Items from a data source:
========

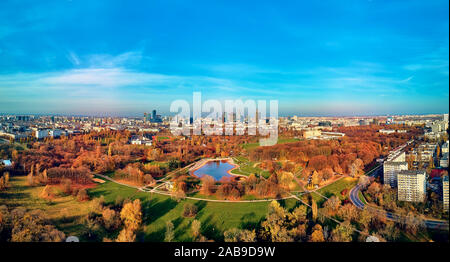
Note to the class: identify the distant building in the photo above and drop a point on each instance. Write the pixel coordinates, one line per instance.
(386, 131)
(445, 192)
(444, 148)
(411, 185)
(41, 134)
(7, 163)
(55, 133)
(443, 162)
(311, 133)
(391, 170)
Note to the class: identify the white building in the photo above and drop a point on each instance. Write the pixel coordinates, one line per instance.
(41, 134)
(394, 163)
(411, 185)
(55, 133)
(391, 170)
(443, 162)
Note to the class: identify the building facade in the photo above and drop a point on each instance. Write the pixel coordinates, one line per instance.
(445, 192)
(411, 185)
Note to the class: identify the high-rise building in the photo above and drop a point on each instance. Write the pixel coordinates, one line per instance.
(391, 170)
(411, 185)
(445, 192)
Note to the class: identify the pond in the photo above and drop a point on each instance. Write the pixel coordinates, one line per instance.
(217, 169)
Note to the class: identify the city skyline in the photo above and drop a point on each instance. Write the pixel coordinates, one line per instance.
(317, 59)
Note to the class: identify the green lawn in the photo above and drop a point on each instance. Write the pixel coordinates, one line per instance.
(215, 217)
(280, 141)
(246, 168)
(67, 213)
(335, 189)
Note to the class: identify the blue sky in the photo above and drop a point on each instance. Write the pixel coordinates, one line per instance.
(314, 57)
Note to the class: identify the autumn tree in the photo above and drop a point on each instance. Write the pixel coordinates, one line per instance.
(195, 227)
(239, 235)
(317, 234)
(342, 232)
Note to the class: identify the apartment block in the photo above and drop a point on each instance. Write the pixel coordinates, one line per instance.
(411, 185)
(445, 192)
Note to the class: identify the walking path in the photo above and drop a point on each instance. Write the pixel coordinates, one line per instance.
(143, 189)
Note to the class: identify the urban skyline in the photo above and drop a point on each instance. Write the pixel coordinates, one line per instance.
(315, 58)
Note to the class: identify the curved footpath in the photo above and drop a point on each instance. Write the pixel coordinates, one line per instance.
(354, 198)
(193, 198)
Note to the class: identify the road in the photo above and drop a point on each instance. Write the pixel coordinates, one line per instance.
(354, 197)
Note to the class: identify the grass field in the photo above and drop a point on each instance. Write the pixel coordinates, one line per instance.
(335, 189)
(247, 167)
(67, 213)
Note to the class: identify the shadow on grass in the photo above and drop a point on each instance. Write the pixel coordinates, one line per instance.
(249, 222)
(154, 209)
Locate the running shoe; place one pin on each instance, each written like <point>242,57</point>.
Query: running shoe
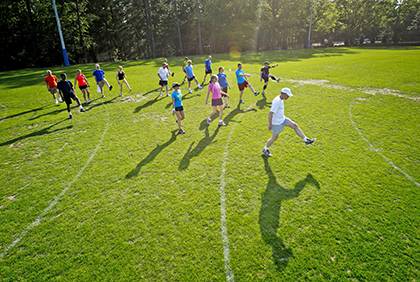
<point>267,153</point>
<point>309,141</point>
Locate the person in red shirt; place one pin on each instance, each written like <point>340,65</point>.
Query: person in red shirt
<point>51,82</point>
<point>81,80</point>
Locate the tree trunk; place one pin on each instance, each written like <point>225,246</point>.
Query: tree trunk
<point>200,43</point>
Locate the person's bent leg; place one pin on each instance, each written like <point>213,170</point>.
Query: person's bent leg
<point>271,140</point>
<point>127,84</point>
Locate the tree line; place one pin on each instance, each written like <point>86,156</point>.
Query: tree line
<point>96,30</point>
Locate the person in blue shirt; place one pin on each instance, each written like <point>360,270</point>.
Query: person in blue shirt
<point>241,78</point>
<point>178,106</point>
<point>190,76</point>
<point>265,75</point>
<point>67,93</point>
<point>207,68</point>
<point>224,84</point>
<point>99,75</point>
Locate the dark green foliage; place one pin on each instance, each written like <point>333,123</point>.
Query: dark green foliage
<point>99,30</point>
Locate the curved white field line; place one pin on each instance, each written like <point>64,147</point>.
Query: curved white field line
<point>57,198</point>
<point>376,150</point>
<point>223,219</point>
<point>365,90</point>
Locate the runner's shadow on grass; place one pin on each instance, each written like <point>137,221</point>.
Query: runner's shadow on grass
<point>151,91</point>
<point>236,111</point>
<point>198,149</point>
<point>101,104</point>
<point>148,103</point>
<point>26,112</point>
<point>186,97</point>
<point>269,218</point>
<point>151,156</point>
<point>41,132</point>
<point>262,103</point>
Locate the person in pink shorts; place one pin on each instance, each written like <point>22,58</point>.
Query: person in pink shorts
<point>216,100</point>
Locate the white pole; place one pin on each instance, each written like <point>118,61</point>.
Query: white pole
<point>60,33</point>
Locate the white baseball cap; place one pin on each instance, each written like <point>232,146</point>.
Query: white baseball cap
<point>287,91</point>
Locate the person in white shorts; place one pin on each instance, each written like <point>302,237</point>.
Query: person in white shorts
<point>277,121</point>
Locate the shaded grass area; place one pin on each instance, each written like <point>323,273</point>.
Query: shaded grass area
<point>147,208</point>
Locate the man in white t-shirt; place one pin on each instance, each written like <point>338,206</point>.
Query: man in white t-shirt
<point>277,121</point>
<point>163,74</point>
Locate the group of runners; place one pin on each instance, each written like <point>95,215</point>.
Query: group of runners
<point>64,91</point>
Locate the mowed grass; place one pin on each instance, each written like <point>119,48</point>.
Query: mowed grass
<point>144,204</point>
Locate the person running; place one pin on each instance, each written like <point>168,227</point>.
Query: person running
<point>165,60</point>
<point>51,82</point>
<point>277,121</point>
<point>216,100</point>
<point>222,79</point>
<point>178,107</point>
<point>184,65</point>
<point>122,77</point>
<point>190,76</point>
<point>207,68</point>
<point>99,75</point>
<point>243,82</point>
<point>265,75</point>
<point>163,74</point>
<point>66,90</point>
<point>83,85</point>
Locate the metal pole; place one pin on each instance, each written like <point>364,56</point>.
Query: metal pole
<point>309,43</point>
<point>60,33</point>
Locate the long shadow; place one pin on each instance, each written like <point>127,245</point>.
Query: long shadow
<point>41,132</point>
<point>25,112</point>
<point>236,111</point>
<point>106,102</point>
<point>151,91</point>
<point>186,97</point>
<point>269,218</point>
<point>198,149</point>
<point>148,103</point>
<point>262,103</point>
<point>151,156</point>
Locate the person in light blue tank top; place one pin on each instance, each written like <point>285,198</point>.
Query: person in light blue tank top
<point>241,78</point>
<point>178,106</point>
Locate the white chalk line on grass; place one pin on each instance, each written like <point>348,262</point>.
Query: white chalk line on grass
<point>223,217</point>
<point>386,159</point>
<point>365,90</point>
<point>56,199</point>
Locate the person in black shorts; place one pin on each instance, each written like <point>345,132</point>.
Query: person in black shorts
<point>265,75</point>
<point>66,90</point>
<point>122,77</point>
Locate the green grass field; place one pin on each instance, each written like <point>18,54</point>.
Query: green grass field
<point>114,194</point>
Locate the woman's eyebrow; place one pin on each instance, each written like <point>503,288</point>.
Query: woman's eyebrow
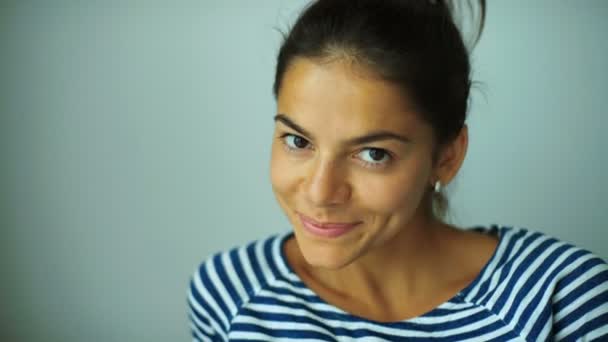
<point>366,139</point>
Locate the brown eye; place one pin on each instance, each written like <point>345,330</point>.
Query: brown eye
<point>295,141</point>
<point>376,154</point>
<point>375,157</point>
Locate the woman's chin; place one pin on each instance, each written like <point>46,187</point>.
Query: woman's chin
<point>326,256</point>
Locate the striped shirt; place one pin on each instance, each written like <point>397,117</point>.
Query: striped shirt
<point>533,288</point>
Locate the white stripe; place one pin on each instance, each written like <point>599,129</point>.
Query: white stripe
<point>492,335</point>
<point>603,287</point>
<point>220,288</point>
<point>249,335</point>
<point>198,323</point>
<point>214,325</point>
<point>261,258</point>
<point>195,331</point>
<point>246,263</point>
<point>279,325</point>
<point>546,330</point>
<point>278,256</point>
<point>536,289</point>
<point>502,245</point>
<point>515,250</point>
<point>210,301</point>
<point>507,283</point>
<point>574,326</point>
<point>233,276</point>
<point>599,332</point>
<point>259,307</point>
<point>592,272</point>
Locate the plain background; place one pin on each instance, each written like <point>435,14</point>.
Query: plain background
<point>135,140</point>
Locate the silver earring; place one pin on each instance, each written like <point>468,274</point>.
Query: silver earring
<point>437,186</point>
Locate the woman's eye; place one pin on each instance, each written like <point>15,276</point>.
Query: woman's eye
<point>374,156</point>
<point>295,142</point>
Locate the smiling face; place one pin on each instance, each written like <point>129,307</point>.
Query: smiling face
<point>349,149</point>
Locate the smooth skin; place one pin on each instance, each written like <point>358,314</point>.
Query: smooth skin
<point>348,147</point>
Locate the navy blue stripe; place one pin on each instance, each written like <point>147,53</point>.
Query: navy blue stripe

========

WHAT YOU HAVE TO DO: Starting at the line that contains "Locate the silver", print every line through the end of the listing, word for word. Leave out all the rest.

RESPONSE:
Locate the silver earring; place one pin on each instance, each written like <point>468,274</point>.
Query: silver earring
<point>437,186</point>
Locate the woman's eye; place one pin on each instance, each written like <point>15,276</point>.
Query: woman's eye
<point>374,156</point>
<point>295,142</point>
Locate the smiling face; place one pin on each instance, each written like <point>129,307</point>.
Query: smiling face
<point>349,149</point>
Locate the smooth skin; place one pin on each instance, each written like <point>358,314</point>.
Query: smooth skin
<point>348,147</point>
Locate the navy blue stripe; place one pin on each instance, each written like <point>147,53</point>.
Query: navy blue stripe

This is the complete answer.